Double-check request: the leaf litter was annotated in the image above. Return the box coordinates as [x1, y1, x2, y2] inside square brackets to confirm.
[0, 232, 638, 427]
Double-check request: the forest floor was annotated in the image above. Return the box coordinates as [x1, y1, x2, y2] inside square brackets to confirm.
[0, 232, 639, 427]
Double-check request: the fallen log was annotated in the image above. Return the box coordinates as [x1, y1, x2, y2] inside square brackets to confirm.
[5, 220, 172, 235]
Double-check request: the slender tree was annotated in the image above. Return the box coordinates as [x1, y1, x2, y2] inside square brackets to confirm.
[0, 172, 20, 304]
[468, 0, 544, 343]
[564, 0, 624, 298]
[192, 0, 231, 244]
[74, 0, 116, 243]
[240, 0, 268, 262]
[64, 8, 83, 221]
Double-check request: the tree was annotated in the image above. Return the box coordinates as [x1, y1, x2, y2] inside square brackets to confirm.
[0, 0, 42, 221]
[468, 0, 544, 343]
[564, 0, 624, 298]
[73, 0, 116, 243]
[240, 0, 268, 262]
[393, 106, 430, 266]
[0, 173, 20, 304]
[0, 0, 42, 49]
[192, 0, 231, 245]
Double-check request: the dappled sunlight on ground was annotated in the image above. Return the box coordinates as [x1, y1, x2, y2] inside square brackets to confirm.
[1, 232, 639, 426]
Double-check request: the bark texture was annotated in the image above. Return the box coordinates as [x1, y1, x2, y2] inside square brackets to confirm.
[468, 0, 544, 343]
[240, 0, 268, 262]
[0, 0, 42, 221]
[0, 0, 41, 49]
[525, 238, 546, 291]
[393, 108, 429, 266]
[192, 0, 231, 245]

● ● ● ●

* [Your assignment] Please reproduce the whole listing exactly, omitting no line.

* [Task solution]
Double-check request: the leaf litter was annotated in the image above. Return the box coordinates as [x1, y1, x2, y2] inside square brackets to confirm.
[0, 232, 638, 427]
Double-check request: the forest floor was annotated in the image above. Return the box coordinates as [x1, y1, x2, y2] inside square brackets to confirm.
[0, 232, 639, 427]
Double-check request: the fallen log was annotated in the image above. Return the box coordinates as [x1, y1, x2, y2] inside square brackets to confirm.
[5, 220, 172, 235]
Double-check request: the slender tree was annotated in the image above. Return the box coordinates as [x1, y1, x2, y2] inside square brackets to confirm.
[0, 172, 20, 304]
[468, 0, 544, 343]
[564, 0, 624, 298]
[192, 0, 231, 244]
[74, 0, 116, 243]
[240, 0, 268, 262]
[64, 8, 83, 221]
Double-check request: the tree was annotated in the image above. Return the box coordinates as [x1, y1, x2, y2] inside square brackets to confirm.
[0, 0, 42, 221]
[468, 0, 544, 343]
[564, 0, 624, 298]
[73, 0, 116, 243]
[240, 0, 268, 262]
[393, 106, 430, 266]
[0, 173, 20, 304]
[0, 0, 42, 49]
[192, 0, 231, 245]
Double-check request: the dappled sunlight on ground was annotated in the image above. Return the box coordinates as [x1, y1, x2, y2] inside square brackets to confirm.
[1, 232, 639, 426]
Double-check request: the bark texture was annotated in the image above. Return the box coordinates as [x1, y1, x2, y2] inside square brackets to confirm.
[468, 0, 544, 343]
[240, 0, 268, 262]
[0, 0, 42, 221]
[0, 0, 41, 49]
[525, 238, 546, 291]
[393, 108, 429, 266]
[192, 0, 231, 245]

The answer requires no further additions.